* **Excerpt to read**:
## START

As the fall teaching season begins I think carefully about each student. Where they are in this process, what their strengths are and, of course, what we need to work on. What seems to be the common thread this year is work on focusing. Strengthening the muscles that help us to full immerse ourselves in the music in front of us.

One afternoon Meg was playing in her lesson and Jen came in carrying her cello. Their lessons are back to back so, this can happen fairly frequently. This day Meg was playing something particularly challenging for her and the moment that Jen crossed the threshold I saw an immediate and very obvious shift in her focus. She stumbled in her playing and I watched her eyes break from the music. Once that happens there is a snowball effect as the brain scrambles to regain focus.

Learning to focus on anything that we are doing takes the same amount of effort, practice and patience as learning the notes in our music. Focus is a muscle that needs regular work-outs to become stronger.

I’ve always been a proponent of breaking practice time into pieces with the goal being obtaining the most efficient practice possible. Unfortunately we are human and being human means that our tendency is to do the things that make us feel the best. Feeding that ever-hungry ego. In reality the better way to spend our precious practice time is to work on the very things that make us feel the worst and save repeatedly playing the entire piece for a few times between lessons.

I’ve asked my students to add a focus component to their practice. What this means is that they are to play their repertoire piece straight through without breaking concentration - one time. One might think that the break in concentration comes from an outside source, pet dog barking, someone coughing, lightening striking the house...but no: in reality the biggest demon is the one sitting on your shoulder (they like my left shoulder) and that demon is of our own creation. We begin playing and the nasty voice starts, “ooh- flat note” or “uh-oh,..wrong rhythm” or, simply “nope, nope, nope.” And that voice is louder than any dog barking. What I am asking is that during practice we learn to shut that voice down- even for just one piece per practice.

## END

* **Given problem**: Carry the essay on building focus in music practice forward, picking up right after its final sentence. The lines after this sentence are not needed.

* **Provided material**:
## START

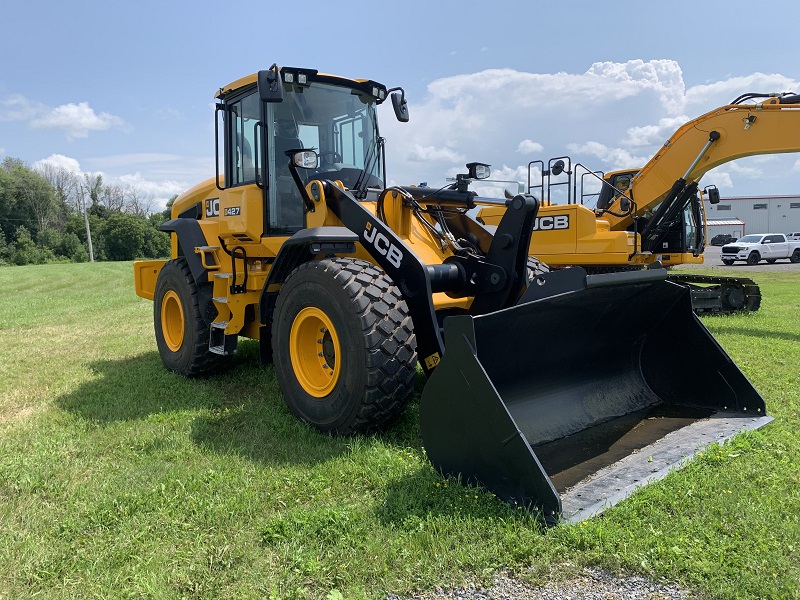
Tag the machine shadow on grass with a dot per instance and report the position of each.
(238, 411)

## END
## START

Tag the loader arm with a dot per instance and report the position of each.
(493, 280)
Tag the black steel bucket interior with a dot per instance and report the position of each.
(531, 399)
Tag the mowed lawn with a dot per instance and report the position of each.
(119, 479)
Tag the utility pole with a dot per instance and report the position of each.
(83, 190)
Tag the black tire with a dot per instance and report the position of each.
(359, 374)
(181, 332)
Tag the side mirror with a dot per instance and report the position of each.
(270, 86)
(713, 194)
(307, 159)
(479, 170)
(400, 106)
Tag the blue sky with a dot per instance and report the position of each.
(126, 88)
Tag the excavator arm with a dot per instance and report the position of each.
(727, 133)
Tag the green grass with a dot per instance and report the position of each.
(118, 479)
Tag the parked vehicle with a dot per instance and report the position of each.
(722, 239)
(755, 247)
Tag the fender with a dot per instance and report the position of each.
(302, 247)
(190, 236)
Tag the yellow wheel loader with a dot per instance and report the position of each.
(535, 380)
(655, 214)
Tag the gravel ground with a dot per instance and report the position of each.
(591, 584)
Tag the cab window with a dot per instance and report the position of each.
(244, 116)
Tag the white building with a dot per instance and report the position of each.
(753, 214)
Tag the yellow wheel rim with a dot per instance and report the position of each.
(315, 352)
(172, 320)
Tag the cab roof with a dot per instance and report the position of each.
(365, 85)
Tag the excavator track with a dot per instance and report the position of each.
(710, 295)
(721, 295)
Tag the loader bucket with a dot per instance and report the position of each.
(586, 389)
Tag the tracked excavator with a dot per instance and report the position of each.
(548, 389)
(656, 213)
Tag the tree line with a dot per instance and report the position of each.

## END
## START

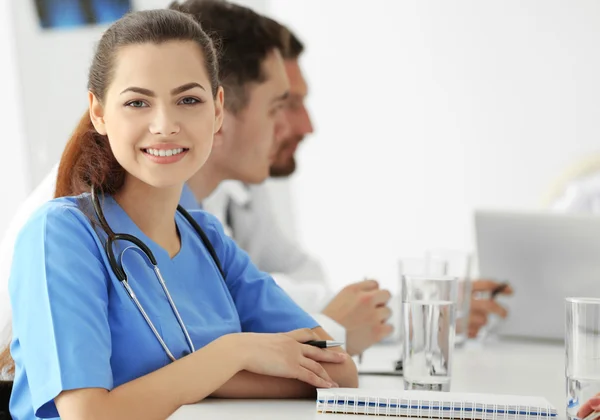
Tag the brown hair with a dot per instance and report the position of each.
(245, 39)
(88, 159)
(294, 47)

## END

* **Right answer**:
We are following that same trail in lessons. I ask that the first time we play the repertoire piece that it be played through with the sole intent of focusing. When we began this exercise at the end of the summer, I literally saw some trembling going on...asking people to let wrong notes go is akin to asking them to play in a lions den, naked. So now I, literally, take their hand, look them dead in the eye, cross my heart and promise that we will go through the piece again and will, as the next step, address what we felt needed addressing...including the most dreaded of all: out-of-tune notes.

I’m seeing everyone getting stronger. Focus is, after all, a life lesson. It is about truly being in the place where you sit. When you are immersed in the music in front of you everything else disappears. The demon on your shoulder is replaced by Chopin, Beethoven or Shostakovitch whispering the secrets to telling their tales.

David wants to work on performance skills. Of course, at the heart of this lies learning to focus. So last week he began his Frank Bridge piece with jaw set and a determined look on his face. As he played I had arranged for Paul to walk into the lesson...no response. As he continued on, eyes unwavering, I kicked over my water bottle...no reaction. I could see that, although focused, he was relaxing into the music, being fully present in his playing. As he finished the piece, I dropped a pile of music onto the floor with a bang…nothing…

...But a big smile.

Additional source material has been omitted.